**Items**
═══
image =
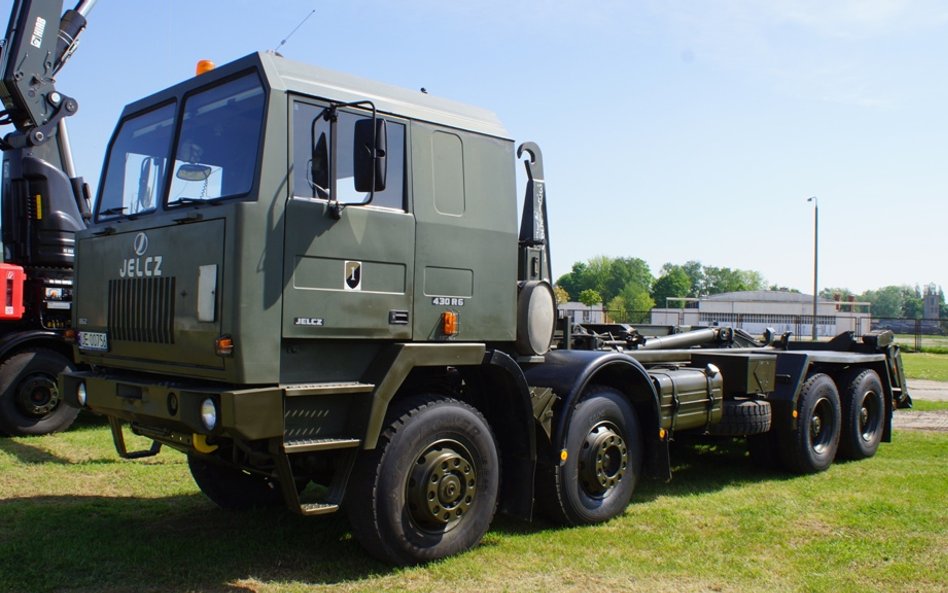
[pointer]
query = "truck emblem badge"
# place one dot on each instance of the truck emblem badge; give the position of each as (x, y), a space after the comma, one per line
(141, 244)
(139, 267)
(353, 275)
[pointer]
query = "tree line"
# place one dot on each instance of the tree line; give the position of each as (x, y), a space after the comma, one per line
(628, 290)
(893, 301)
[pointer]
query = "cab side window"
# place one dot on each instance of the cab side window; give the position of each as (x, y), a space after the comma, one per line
(312, 158)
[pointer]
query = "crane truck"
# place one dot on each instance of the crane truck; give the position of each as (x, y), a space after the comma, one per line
(44, 204)
(313, 285)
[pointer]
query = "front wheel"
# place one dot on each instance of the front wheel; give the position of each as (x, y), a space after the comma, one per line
(30, 402)
(863, 415)
(603, 459)
(429, 489)
(811, 447)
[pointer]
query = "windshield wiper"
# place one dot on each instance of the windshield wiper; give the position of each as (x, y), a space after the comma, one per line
(194, 201)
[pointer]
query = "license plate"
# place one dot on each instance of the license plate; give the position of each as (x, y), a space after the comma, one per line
(94, 341)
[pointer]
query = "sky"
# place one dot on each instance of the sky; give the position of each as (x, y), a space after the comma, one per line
(671, 130)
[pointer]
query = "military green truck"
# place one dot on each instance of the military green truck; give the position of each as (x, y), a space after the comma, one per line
(314, 286)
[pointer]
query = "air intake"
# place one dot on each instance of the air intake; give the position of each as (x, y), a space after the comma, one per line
(142, 310)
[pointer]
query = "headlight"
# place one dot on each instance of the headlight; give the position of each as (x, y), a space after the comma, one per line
(209, 414)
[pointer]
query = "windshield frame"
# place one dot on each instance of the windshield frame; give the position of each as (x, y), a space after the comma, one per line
(165, 202)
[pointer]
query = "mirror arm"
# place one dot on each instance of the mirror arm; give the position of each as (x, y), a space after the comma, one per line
(335, 208)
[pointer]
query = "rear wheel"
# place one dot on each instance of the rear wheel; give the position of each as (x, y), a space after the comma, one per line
(30, 402)
(604, 459)
(429, 489)
(231, 488)
(811, 447)
(863, 408)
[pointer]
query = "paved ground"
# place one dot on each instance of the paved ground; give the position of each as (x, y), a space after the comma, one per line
(929, 390)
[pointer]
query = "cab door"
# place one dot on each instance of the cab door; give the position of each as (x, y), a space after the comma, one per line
(349, 277)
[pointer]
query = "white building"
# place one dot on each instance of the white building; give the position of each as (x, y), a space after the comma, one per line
(580, 313)
(754, 311)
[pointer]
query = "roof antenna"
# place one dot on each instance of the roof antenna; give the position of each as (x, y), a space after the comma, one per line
(282, 43)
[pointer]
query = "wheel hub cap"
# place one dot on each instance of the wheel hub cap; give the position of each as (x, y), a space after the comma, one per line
(442, 485)
(38, 395)
(604, 459)
(820, 433)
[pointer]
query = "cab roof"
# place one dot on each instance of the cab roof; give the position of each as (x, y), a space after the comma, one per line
(283, 75)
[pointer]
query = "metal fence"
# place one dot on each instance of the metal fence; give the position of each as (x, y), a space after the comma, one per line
(917, 334)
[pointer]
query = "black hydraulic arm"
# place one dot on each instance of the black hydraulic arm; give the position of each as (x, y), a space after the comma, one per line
(39, 40)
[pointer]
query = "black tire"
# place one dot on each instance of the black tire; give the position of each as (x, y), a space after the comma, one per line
(863, 407)
(811, 447)
(30, 402)
(429, 488)
(743, 417)
(233, 489)
(604, 459)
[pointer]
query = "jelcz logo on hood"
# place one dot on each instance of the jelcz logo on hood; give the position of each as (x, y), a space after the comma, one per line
(140, 267)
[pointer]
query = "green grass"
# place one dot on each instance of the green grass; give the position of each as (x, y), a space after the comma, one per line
(927, 405)
(75, 518)
(933, 367)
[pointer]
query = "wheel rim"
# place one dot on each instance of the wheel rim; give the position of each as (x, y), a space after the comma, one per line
(604, 459)
(37, 395)
(821, 433)
(870, 416)
(442, 485)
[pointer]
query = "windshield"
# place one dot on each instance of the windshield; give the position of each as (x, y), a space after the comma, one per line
(215, 155)
(134, 177)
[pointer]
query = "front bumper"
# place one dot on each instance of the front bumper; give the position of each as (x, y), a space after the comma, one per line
(246, 414)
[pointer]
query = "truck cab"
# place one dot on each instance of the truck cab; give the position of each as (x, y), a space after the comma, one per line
(220, 252)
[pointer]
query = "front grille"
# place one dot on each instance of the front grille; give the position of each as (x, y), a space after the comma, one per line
(142, 310)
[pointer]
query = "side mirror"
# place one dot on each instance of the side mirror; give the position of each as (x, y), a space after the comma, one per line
(368, 157)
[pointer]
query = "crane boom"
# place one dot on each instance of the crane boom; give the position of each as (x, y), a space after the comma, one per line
(37, 44)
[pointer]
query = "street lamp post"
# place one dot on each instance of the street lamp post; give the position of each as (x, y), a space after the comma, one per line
(816, 252)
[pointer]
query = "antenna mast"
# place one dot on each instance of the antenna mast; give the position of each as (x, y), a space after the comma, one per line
(282, 43)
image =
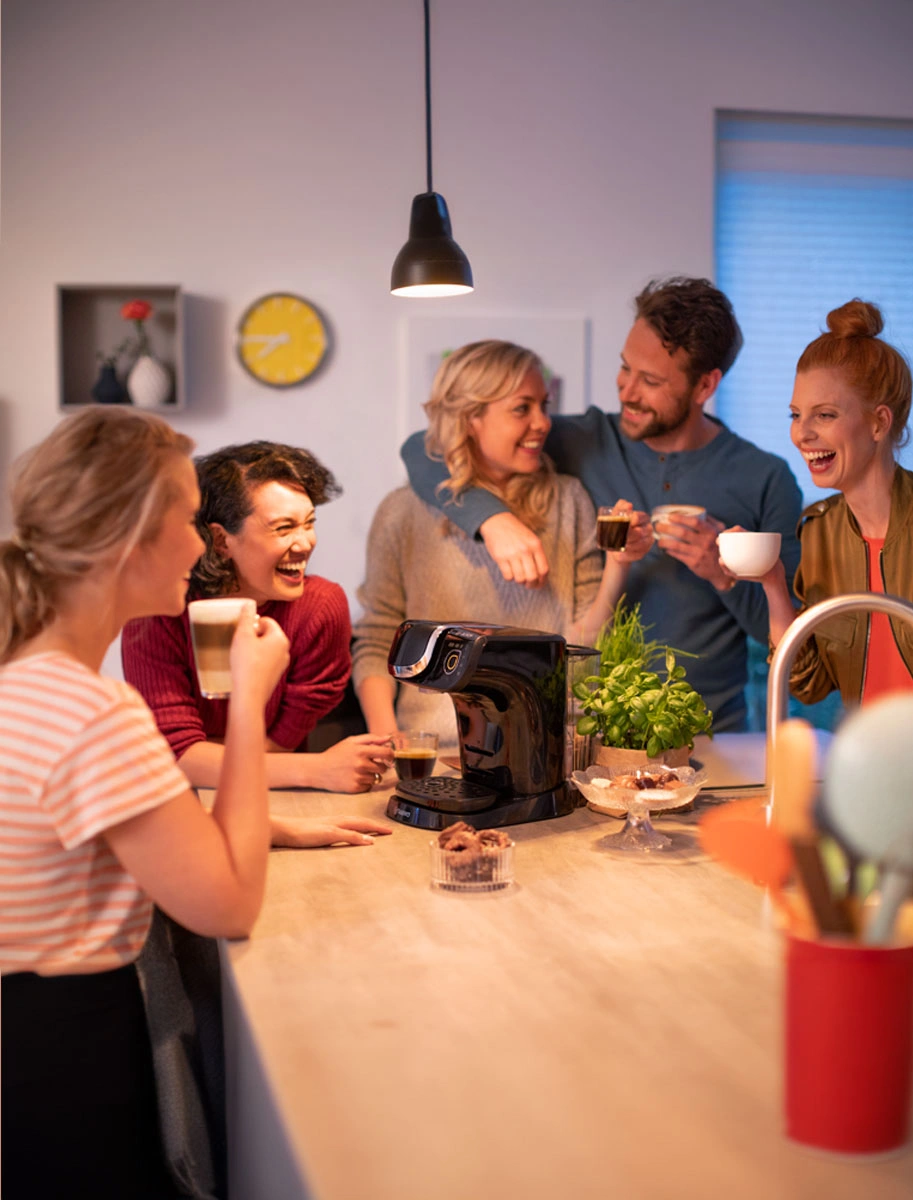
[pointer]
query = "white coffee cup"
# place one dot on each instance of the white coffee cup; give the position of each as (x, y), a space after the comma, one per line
(212, 627)
(670, 514)
(749, 555)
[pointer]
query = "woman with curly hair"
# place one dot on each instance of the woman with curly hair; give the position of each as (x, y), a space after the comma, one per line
(96, 821)
(257, 519)
(487, 421)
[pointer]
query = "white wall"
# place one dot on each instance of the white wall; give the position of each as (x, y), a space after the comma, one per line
(244, 145)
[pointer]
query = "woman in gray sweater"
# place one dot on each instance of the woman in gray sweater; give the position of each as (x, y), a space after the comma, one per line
(487, 420)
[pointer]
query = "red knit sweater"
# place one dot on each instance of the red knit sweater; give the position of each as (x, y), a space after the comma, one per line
(158, 663)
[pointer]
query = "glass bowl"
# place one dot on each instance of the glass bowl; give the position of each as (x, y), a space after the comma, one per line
(473, 867)
(602, 795)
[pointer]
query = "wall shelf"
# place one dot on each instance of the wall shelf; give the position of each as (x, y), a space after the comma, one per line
(89, 321)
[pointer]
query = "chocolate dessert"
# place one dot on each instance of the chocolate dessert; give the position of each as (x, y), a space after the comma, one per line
(472, 856)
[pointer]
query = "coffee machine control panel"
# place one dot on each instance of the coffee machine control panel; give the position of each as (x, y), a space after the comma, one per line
(434, 659)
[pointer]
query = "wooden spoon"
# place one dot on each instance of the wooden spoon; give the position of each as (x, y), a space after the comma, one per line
(794, 755)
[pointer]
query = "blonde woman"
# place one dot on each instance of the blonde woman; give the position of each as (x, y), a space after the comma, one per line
(97, 823)
(487, 421)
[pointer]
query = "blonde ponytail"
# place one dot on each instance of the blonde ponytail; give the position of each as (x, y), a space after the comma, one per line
(94, 489)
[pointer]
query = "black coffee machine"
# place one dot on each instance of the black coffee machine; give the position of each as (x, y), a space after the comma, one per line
(509, 690)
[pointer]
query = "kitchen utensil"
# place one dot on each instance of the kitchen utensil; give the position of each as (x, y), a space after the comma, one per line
(869, 799)
(739, 838)
(794, 751)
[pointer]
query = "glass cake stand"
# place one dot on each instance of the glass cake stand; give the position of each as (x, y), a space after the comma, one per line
(638, 834)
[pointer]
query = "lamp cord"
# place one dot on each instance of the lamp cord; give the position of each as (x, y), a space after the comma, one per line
(427, 93)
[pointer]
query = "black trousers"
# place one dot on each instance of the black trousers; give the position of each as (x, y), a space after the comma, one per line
(79, 1114)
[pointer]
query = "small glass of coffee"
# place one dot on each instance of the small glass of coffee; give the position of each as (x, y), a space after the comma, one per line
(414, 754)
(212, 627)
(612, 528)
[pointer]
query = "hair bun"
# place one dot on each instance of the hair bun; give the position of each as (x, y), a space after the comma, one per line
(856, 318)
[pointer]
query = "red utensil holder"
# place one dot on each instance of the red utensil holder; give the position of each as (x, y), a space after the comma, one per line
(848, 1045)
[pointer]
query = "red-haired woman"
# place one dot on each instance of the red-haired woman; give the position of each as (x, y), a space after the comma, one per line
(848, 413)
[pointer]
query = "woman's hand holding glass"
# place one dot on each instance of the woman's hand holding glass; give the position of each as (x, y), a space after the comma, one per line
(258, 657)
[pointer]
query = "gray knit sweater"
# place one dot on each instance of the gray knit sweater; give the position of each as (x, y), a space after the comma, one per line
(420, 565)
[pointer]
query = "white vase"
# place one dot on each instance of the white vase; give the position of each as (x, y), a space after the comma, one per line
(149, 383)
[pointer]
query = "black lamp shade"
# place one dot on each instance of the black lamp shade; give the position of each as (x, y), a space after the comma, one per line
(431, 263)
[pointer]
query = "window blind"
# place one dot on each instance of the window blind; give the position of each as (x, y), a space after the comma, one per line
(810, 213)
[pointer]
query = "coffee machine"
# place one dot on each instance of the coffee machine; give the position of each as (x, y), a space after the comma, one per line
(509, 690)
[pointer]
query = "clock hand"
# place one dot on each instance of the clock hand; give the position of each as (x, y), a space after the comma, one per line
(271, 341)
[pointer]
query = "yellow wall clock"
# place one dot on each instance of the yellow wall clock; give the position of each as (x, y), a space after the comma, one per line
(282, 340)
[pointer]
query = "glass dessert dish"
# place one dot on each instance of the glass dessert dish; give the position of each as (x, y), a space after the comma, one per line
(636, 795)
(467, 859)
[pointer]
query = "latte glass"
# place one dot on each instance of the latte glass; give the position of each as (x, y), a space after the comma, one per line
(212, 627)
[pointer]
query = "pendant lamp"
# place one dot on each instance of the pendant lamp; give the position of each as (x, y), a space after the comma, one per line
(431, 263)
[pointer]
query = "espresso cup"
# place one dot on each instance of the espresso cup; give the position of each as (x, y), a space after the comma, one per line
(612, 528)
(748, 555)
(212, 627)
(414, 754)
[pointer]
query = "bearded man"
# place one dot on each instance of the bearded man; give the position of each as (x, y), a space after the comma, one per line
(661, 449)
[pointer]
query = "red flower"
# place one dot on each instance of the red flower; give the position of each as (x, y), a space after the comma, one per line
(136, 310)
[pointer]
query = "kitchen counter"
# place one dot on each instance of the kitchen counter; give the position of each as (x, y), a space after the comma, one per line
(602, 1027)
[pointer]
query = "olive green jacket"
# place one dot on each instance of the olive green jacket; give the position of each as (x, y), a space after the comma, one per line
(835, 562)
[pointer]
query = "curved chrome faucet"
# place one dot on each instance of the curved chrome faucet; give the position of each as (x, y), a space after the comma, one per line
(778, 685)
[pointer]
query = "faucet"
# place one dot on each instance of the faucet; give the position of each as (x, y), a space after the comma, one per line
(778, 685)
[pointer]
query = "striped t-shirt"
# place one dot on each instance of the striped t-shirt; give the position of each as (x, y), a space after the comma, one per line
(78, 754)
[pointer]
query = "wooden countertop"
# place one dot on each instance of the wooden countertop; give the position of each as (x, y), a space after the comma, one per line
(602, 1027)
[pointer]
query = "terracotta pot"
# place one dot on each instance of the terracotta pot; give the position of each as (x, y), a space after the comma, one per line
(614, 756)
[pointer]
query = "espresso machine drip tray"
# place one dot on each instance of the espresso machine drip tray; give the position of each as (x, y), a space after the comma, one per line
(438, 802)
(448, 793)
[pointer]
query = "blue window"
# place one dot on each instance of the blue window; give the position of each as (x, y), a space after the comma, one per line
(810, 213)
═══
**Problem statement**
Gather every line above that contains the word "building", and copy each one in full. Case matters.

**Written answer**
query = "white building"
# place one dot on each instance of the white building; give the position of each as (x, y), a space after the comma, one per line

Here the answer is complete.